#### DOCUMENT EXCERPT ####

Operational highlights

·   Successful participation in numerous major trade shows to illustrate new product developments

·   New Sales Director appointed in October 2023; undertook a review of the opportunities pipeline to provide the Board with a reliable view of sales prospects

·   A process is now planned for a full business and operational review over the summer months, with conclusions to follow, to inform strategic initiatives and direction

 

* All monetary values quoted in this release are rounded to the nearest £0.1m, whereas percentage values are based on actual value calculations.

 

Commenting on the results, Chris Potts, Chair said:

"The Board is cautiously encouraged by the observed improvement in the Group order intake during the last several months and the progression of business development activities, which are now firmly re-established with customers and partners showing interest in our innovative product solutions. While it is too early to call this the start of a sequence of recovering quarters, it does give some grounds for optimism while we undertake a formal business and operational review process, to establish an enhanced strategic direction for the Group, for the benefit of all stakeholders.  A core objective remains the return to positive cash generation and growth over the medium term."

####

WHAT TO DO:
1: Can you transcribe the results statement from "Operational highlights" to "actual value calculations."?
2: Can you filter the records down to each line containing the string "berry" and copy those lines?

#### TASK MATERIAL ####

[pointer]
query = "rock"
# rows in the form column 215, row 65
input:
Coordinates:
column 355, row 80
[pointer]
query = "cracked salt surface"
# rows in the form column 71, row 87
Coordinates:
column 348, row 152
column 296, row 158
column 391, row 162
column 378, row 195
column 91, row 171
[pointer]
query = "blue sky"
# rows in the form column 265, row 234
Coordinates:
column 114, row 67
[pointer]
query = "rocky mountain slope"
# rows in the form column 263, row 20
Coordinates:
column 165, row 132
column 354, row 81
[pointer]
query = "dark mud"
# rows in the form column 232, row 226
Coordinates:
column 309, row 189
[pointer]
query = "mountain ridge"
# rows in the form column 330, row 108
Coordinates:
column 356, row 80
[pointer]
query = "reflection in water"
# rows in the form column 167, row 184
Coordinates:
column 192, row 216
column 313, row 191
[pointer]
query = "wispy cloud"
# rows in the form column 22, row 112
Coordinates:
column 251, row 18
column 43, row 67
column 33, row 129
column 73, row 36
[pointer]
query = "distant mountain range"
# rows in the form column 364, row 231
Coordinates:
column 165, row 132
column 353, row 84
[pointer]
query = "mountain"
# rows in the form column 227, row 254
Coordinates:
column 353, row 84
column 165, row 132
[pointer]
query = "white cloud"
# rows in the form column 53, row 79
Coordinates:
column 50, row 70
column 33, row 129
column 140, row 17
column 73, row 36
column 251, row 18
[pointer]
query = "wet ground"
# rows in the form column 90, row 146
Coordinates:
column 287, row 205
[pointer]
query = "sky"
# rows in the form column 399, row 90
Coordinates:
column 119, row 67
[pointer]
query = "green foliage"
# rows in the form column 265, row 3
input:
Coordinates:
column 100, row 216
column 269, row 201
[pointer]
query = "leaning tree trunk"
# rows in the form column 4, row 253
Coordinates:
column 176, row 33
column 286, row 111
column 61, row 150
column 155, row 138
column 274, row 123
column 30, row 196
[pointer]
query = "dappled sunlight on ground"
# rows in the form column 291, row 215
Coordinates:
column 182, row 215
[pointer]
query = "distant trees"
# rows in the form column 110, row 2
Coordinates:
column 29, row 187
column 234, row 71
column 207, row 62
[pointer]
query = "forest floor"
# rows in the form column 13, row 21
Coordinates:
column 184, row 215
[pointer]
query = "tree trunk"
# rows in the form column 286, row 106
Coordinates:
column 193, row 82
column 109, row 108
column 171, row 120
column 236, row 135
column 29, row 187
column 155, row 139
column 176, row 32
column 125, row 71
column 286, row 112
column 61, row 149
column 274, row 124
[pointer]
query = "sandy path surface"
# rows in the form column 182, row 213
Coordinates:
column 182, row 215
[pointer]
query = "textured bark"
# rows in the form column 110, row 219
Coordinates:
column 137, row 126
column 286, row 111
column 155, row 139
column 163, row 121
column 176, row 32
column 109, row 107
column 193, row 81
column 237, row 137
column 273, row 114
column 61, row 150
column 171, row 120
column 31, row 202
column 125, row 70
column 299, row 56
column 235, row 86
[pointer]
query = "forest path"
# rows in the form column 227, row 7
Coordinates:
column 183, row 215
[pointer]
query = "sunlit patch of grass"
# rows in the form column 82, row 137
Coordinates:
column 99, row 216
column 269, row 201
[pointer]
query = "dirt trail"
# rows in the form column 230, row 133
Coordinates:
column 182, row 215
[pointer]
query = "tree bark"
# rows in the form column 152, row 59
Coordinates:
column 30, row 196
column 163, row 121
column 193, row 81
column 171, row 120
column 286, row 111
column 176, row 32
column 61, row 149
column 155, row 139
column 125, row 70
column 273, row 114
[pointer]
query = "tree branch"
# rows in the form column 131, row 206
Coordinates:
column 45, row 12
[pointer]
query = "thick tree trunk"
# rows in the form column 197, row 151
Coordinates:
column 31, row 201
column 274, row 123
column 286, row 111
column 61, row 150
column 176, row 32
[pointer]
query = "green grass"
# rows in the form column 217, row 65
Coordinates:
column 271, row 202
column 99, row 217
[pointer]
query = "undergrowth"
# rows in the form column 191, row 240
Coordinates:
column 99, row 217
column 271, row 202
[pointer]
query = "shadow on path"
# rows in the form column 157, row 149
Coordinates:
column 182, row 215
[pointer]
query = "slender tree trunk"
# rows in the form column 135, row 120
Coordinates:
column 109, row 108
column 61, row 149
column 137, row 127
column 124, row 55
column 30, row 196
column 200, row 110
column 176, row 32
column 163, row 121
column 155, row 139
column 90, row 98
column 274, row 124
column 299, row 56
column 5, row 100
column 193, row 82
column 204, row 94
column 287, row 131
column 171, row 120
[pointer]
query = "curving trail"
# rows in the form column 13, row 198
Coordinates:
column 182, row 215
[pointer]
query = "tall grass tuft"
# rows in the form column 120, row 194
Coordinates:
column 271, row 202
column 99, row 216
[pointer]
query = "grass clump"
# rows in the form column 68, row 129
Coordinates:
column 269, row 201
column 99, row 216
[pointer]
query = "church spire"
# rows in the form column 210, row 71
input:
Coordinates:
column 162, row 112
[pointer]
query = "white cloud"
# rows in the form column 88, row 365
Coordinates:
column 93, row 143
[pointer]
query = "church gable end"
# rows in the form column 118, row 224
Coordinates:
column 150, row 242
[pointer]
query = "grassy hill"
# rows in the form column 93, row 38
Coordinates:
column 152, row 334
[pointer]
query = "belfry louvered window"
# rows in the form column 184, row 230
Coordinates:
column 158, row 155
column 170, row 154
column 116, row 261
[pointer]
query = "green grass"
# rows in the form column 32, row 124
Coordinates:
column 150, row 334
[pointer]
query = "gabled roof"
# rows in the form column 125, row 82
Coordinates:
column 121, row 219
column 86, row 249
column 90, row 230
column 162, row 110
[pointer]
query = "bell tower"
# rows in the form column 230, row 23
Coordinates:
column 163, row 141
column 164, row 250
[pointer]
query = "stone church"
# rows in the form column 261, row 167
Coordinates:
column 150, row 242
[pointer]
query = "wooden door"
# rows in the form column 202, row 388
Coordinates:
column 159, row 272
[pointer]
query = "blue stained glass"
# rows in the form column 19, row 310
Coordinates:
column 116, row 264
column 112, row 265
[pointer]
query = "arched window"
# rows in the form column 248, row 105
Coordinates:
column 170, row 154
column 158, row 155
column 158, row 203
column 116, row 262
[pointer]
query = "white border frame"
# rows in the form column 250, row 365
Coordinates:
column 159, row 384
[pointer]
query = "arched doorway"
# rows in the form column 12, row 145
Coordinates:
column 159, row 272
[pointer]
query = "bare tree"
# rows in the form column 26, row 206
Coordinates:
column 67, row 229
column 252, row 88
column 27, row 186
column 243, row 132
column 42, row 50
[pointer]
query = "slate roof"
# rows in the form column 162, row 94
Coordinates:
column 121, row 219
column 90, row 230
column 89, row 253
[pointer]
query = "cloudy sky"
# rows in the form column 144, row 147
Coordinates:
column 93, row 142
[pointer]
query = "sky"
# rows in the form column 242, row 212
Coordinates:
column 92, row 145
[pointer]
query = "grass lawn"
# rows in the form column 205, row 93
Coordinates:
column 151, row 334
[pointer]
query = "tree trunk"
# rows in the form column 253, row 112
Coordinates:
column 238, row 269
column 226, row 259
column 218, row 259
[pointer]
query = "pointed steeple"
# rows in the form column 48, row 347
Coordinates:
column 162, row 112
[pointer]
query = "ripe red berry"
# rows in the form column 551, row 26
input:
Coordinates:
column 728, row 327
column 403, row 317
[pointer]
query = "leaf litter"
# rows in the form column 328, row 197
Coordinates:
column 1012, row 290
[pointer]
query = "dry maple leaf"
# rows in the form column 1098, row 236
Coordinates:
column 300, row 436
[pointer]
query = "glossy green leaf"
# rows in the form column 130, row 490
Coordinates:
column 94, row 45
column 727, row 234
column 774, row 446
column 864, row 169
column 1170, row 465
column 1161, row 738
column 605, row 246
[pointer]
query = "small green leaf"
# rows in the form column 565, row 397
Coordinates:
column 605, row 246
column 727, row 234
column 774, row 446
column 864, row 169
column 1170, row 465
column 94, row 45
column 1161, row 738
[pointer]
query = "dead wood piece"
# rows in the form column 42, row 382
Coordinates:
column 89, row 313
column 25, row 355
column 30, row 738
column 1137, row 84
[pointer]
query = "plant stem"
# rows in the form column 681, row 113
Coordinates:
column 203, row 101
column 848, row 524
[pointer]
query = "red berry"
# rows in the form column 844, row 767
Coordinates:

####

ANSWERS TO THE EXERCISES:
1:
Operational highlights

·   Successful participation in numerous major trade shows to illustrate new product developments

·   New Sales Director appointed in October 2023; undertook a review of the opportunities pipeline to provide the Board with a reliable view of sales prospects

·   A process is now planned for a full business and operational review over the summer months, with conclusions to follow, to inform strategic initiatives and direction

 

* All monetary values quoted in this release are rounded to the nearest £0.1m, whereas percentage values are based on actual value calculations.

2:
query = "ripe red berry"
query = "red berry"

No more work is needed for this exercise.